| EXERCISE MATERIALS |
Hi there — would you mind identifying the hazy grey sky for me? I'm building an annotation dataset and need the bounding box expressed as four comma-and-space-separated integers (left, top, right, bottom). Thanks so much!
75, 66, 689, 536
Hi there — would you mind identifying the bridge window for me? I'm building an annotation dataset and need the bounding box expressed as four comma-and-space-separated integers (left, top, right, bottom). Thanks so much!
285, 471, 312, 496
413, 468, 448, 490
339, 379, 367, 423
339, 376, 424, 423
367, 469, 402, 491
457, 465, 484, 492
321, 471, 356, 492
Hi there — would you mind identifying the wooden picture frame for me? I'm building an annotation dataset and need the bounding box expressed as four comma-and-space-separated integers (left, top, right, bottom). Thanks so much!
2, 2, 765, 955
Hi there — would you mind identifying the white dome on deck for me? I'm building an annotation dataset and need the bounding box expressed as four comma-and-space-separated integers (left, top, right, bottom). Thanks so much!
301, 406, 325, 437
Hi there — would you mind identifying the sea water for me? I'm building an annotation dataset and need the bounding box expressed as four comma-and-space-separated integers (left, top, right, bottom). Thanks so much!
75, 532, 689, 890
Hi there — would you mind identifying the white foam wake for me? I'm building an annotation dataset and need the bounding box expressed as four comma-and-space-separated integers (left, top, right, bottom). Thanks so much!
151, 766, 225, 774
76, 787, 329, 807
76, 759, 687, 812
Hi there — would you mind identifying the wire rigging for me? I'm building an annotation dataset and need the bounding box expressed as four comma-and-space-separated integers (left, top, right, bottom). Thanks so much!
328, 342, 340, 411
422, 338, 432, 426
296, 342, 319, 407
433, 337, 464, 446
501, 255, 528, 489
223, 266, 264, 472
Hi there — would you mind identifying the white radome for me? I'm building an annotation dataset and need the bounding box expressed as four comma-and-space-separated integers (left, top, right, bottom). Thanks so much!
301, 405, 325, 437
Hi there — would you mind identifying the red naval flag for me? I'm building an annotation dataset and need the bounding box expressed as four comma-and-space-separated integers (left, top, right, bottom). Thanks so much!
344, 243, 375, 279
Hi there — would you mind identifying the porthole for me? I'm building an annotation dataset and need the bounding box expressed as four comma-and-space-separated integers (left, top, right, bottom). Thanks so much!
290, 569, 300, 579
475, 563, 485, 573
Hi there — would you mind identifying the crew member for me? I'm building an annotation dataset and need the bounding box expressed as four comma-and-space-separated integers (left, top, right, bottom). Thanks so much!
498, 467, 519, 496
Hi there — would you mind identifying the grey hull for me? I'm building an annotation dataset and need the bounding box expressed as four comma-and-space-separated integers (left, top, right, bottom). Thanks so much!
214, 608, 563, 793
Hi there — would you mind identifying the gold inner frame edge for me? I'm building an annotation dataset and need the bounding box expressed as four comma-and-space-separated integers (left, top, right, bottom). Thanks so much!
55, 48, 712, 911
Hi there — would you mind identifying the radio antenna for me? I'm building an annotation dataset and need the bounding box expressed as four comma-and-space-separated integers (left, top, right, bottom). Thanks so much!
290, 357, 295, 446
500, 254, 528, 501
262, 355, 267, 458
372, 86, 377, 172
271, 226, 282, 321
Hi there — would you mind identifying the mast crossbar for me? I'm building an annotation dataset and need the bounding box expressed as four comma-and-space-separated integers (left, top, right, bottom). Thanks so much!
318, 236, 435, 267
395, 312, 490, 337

| ABOUT THIS TASK |
The answer must be the line containing "Hi there — would you mind identifying the white radome" and every line after it to the end of the data, exactly as written.

| PROBLEM SOLUTION |
Hi there — would you mind identifying the white radome for me? I'm building an annotation dataset and need the bounding box expressed as four comma-and-space-separated integers (left, top, right, bottom). Thanks so much!
301, 405, 325, 437
Hi there — would you mind identifying the red naval flag for me? I'm building an annotation dataset and need the bounding box expressed as four comma-and-space-separated integers (left, top, right, bottom). Thanks so much!
344, 243, 375, 279
Hi there — would you mind identifying the porthole for me? I'm building an annotation dataset and need the bounding box expressed as four comma-and-space-separated integers (left, top, right, bottom). Thanks so much!
290, 569, 300, 579
475, 563, 485, 573
Hi there — would you mind identifying the crew member for me? I'm building an annotation dataset and need the bounding box expressed as four comma-and-space-separated integers (left, top, right, bottom). Thanks so much!
498, 467, 519, 496
Hi there — would you mind identifying the grey hull for me? I'm building an annotation dataset and need the bounding box expressed as four comma-and-space-separated integers (left, top, right, bottom). Thanks so much!
214, 608, 563, 793
Hi there — would you mind identifying the gold inner frame edge for me? I'm building an annotation dataset and need the bounding box expressed as four comma-and-space-separated integers (left, top, right, bottom). Thanks so much!
55, 48, 712, 911
Hi there — would you mind identifying the radio antenna for me? I'm building an annotation dataset and need the bounding box expressed as four comma-and-space-separated integers (left, top, right, bottom). Thanks so much!
290, 357, 295, 446
500, 254, 528, 501
262, 355, 267, 458
372, 86, 377, 172
271, 226, 282, 321
Hi there — would you mind identifying the mast crossbar for me? I'm building an annotation dataset and need the bounding box expressed as four comma-and-space-separated integers (left, top, right, bottom). Thanks so much!
318, 236, 435, 267
395, 312, 490, 337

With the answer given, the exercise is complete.